WHAT TO DO. For every record below, write out an exact copy.

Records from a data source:
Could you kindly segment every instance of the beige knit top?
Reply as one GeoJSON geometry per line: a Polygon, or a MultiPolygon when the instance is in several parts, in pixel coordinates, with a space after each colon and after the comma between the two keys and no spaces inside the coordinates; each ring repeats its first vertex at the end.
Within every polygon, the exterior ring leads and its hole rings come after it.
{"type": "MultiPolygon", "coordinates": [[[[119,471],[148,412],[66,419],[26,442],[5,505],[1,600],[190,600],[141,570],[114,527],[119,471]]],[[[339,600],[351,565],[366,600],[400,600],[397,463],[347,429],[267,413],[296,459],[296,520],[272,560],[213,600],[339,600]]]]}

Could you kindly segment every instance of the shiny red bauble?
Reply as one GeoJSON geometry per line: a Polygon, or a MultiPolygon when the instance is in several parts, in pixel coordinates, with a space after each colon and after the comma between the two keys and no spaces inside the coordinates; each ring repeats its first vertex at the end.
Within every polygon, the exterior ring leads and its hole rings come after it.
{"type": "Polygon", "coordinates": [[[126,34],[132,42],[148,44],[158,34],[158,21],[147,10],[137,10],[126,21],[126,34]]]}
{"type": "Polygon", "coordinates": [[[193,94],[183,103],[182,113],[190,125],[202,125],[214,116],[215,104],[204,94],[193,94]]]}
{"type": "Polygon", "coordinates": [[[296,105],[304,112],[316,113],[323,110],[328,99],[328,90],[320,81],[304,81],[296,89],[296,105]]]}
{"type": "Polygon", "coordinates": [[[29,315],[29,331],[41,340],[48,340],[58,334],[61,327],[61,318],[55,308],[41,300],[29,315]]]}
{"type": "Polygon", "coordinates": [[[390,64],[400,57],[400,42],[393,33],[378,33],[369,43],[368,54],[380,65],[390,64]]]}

ANSWER BOX.
Could you kindly segment every instance of the beige knit top?
Reply as one GeoJSON geometry per line: a Polygon, or a MultiPolygon when the instance is in several parts, in pixel coordinates, with a space after each colon and after the comma between the two keys and no spaces inside the coordinates; each ring repeats its first vertex at the end.
Within every polygon, the exterior ring leads and its hole rings come after it.
{"type": "MultiPolygon", "coordinates": [[[[119,471],[148,412],[66,419],[26,442],[5,505],[1,600],[190,600],[141,570],[114,527],[119,471]]],[[[339,600],[351,565],[366,600],[400,600],[397,463],[347,429],[267,413],[296,459],[296,520],[272,560],[213,600],[339,600]]]]}

Could you kindly segment every instance of the shiny red bauble?
Reply as one GeoJSON geometry per line: a Polygon, or a MultiPolygon when the instance is in several parts, in pixel coordinates, with a space after each colon and after the comma between the two keys and no spaces inside the coordinates; each ring repeats its first vertex at the end.
Within every polygon, the exterior ring leads and its hole rings come after it.
{"type": "Polygon", "coordinates": [[[126,34],[132,42],[148,44],[158,34],[158,21],[147,10],[137,10],[126,21],[126,34]]]}
{"type": "Polygon", "coordinates": [[[193,94],[183,103],[182,113],[190,125],[202,125],[214,116],[215,104],[204,94],[193,94]]]}
{"type": "Polygon", "coordinates": [[[296,105],[304,112],[316,113],[323,110],[328,99],[328,90],[320,81],[304,81],[296,89],[296,105]]]}
{"type": "Polygon", "coordinates": [[[29,315],[29,331],[41,340],[48,340],[58,334],[61,327],[61,318],[55,308],[41,300],[29,315]]]}
{"type": "Polygon", "coordinates": [[[390,64],[400,57],[400,42],[393,33],[378,33],[369,43],[368,54],[380,65],[390,64]]]}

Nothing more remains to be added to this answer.